Re: [ANNOUNCE] Release 1.18.0, release candidate #1

2023-10-06 Thread Sergey Nuyanzin
sorry for not mentioning it in previous mail

based on the reason above I'm
-1 (non-binding)

also there is one more issue [1]
which blocks all the externalised connectors testing against the most
recent commits in
to corresponding branches
[1] https://issues.apache.org/jira/browse/FLINK-33175


On Thu, Oct 5, 2023 at 11:19 PM Sergey Nuyanzin  wrote:

> Thanks for creating RC1
>
> * Downloaded artifacts
> * Built from sources
> * Verified checksums and gpg signatures
> * Verified versions in pom files
> * Checked NOTICE, LICENSE files
>
> The strange thing I faced is
> CheckpointAfterAllTasksFinishedITCase.testRestoreAfterSomeTasksFinished
> fails on AZP [1]
>
> which looks like it is related to [2], [3] fixed  in 1.18.0 (not 100%
> sure).
>
>
> [1] https://issues.apache.org/jira/browse/FLINK-33186
> [2] https://issues.apache.org/jira/browse/FLINK-32996
> [3] https://issues.apache.org/jira/browse/FLINK-32907
>
> On Tue, Oct 3, 2023 at 2:53 PM Ferenc Csaky 
> wrote:
>
>> Thanks everyone for the efforts!
>>
>> Checked the following:
>>
>> - Downloaded artifacts
>> - Built Flink from source
>> - Verified checksums/signatures
>> - Verified NOTICE, LICENSE files
>> - Deployed dummy SELECT job via SQL gateway on standalone cluster, things
>> seemed fine according to the log files
>>
>> +1 (non-binding)
>>
>> Best,
>> Ferenc
>>
>>
>> --- Original Message ---
>> On Friday, September 29th, 2023 at 22:12, Gabor Somogyi <
>> gabor.g.somo...@gmail.com> wrote:
>>
>>
>> >
>> >
>> > Thanks for the efforts!
>> >
>> > +1 (non-binding)
>> >
>> > * Verified versions in the poms
>> > * Built from source
>> > * Verified checksums and signatures
>> > * Started basic workloads with kubernetes operator
>> > * Verified NOTICE and LICENSE files
>> >
>> > G
>> >
>> > On Fri, Sep 29, 2023, 18:16 Matthias Pohl matthias.p...@aiven.io.invalid
>> >
>> > wrote:
>> >
>> > > Thanks for creating RC1. I did the following checks:
>> > >
>> > > * Downloaded artifacts
>> > > * Built Flink from sources
>> > > * Verified SHA512 checksums GPG signatures
>> > > * Compared checkout with provided sources
>> > > * Verified pom file versions
>> > > * Went over NOTICE file/pom files changes without finding anything
>> > > suspicious
>> > > * Deployed standalone session cluster and ran WordCount example in
>> batch
>> > > and streaming: Nothing suspicious in log files found
>> > >
>> > > +1 (binding)
>> > >
>> > > On Fri, Sep 29, 2023 at 10:34 AM Etienne Chauchot
>> echauc...@apache.org
>> > > wrote:
>> > >
>> > > > Hi all,
>> > > >
>> > > > Thanks to the team for this RC.

> [Assignment 1] Write out the records starting with their first line and going on through the line containing "positive clicks: (1342, 693)", including both of those lines.
These records bear no relation to the release vote thread.

> [Extracted data entries]
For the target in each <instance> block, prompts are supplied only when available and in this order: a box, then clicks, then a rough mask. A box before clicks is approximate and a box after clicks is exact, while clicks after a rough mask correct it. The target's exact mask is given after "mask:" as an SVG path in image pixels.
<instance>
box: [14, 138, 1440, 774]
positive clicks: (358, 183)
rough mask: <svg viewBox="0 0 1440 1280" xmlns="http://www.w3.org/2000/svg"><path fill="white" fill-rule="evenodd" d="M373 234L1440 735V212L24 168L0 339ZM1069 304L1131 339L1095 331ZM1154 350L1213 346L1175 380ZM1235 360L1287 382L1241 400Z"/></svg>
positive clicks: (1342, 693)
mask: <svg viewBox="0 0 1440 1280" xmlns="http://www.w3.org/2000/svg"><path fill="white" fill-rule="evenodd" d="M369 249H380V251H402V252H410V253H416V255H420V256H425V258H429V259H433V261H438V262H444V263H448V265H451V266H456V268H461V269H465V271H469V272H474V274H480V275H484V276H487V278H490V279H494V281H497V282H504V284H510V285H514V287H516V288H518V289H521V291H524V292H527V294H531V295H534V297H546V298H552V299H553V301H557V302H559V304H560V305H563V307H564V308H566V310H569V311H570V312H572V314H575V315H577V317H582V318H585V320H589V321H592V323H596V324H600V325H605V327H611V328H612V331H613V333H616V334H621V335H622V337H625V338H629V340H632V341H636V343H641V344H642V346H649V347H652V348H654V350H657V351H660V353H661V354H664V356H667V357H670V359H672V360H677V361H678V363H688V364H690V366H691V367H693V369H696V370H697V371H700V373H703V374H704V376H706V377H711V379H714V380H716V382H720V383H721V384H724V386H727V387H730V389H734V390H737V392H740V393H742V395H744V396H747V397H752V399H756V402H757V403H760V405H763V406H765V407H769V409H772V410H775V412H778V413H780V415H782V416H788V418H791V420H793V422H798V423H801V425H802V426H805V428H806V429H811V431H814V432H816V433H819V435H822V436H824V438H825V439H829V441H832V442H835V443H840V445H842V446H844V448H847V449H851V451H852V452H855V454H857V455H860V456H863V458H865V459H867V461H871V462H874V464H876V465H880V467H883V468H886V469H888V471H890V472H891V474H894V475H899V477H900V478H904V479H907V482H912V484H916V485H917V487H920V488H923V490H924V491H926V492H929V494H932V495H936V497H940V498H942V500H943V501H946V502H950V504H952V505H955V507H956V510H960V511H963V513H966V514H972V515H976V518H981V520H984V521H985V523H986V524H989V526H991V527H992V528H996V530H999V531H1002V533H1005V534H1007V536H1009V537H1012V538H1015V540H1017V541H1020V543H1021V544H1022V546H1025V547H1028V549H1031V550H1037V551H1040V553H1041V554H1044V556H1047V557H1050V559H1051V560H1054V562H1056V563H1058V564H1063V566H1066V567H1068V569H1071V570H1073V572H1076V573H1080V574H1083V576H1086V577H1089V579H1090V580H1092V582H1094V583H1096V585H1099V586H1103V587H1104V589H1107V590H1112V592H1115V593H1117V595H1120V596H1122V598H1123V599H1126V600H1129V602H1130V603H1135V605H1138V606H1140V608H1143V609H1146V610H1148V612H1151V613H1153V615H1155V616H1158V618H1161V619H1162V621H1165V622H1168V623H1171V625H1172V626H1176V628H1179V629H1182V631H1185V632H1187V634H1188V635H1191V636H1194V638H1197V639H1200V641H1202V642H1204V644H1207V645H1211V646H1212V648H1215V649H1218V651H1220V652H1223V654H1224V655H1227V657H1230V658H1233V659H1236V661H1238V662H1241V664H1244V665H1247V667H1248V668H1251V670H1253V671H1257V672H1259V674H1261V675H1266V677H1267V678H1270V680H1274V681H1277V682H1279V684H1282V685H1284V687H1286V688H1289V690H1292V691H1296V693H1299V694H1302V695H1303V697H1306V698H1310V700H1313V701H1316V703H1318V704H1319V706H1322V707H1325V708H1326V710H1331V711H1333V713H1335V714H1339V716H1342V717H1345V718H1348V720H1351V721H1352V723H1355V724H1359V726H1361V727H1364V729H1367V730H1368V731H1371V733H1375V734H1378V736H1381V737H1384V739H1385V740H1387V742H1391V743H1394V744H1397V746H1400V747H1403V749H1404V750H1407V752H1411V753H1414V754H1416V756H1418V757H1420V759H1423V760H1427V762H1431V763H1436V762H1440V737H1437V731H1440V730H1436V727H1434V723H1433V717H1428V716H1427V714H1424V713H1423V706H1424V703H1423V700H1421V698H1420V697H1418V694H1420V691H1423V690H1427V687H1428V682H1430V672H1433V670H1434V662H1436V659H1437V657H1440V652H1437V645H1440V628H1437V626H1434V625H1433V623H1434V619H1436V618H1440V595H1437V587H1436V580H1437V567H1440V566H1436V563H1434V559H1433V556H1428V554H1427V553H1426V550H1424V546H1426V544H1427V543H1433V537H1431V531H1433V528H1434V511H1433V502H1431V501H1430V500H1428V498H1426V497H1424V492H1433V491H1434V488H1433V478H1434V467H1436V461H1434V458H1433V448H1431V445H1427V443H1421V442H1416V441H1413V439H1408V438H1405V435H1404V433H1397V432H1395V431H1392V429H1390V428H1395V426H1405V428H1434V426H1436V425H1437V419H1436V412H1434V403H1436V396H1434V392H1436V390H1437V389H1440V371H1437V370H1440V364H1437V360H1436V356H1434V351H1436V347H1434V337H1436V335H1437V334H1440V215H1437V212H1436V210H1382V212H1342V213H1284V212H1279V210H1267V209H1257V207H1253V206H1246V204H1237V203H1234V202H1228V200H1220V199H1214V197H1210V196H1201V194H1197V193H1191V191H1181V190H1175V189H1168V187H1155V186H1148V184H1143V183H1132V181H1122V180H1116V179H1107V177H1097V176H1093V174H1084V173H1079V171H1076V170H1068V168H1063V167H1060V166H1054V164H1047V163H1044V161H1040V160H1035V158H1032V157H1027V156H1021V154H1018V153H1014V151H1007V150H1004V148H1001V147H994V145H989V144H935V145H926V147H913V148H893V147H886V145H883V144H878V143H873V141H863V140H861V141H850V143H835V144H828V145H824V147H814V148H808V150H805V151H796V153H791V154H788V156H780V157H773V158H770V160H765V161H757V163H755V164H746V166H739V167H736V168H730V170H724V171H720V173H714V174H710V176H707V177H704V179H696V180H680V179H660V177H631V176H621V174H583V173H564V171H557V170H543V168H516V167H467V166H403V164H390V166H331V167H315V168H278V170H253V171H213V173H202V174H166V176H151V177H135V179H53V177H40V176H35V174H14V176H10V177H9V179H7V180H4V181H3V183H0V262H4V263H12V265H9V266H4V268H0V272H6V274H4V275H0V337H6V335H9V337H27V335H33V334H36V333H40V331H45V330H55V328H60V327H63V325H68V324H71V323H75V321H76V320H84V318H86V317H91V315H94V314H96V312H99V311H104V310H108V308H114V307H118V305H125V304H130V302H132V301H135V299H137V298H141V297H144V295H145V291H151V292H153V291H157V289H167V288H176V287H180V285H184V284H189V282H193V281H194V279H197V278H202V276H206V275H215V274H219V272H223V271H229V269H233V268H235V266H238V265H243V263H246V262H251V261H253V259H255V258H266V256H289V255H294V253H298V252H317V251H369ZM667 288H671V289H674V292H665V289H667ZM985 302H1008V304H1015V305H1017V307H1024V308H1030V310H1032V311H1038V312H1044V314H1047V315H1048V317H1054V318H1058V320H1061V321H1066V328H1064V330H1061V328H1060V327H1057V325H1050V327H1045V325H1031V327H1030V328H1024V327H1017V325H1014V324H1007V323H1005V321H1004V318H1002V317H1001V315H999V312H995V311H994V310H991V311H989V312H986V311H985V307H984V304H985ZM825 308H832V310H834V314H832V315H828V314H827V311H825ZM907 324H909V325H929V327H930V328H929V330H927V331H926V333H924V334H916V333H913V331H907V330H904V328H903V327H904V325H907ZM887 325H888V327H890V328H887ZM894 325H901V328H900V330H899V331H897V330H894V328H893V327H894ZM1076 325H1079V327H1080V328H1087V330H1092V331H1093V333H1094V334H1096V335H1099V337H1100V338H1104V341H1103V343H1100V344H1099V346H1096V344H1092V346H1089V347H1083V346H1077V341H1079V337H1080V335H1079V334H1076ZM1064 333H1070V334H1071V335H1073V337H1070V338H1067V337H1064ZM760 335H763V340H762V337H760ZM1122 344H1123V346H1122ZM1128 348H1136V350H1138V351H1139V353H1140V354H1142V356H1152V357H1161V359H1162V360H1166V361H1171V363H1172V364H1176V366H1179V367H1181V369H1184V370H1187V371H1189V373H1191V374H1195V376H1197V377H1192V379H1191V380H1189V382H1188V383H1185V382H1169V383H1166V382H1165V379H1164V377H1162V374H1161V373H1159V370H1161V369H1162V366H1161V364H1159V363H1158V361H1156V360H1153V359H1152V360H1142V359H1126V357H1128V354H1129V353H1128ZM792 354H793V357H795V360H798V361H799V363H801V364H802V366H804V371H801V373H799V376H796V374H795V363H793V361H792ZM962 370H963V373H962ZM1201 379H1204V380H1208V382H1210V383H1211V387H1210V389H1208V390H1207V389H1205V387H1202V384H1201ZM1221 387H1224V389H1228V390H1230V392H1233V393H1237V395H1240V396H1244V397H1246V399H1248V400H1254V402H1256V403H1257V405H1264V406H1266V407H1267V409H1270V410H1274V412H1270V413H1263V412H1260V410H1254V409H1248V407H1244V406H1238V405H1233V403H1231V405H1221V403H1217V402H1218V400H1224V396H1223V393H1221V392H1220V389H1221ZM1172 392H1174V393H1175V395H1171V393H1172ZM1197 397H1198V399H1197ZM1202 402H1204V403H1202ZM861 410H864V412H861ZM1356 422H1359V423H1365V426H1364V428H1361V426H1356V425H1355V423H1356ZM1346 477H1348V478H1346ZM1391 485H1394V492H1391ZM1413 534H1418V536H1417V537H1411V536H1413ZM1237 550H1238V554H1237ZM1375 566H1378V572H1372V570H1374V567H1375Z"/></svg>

> [Assignment 2] Reproduce the passage of the release vote thread starting with "Re: [ANNOUNCE] Release" and going on through "-1 (non-binding)".

> [Answer area 1]
For the target in each <instance> block, prompts are supplied only when available and in this order: a box, then clicks, then a rough mask. A box before clicks is approximate and a box after clicks is exact, while clicks after a rough mask correct it. The target's exact mask is given after "mask:" as an SVG path in image pixels.
<instance>
box: [14, 138, 1440, 774]
positive clicks: (358, 183)
rough mask: <svg viewBox="0 0 1440 1280" xmlns="http://www.w3.org/2000/svg"><path fill="white" fill-rule="evenodd" d="M373 234L1440 735V212L24 168L0 339ZM1069 304L1131 339L1095 331ZM1154 350L1213 346L1175 380ZM1235 360L1287 382L1241 400Z"/></svg>
positive clicks: (1342, 693)

> [Answer area 2]
Re: [ANNOUNCE] Release 1.18.0, release candidate #1

2023-10-06 Thread Sergey Nuyanzin
sorry for not mentioning it in previous mail

based on the reason above I'm
-1 (non-binding)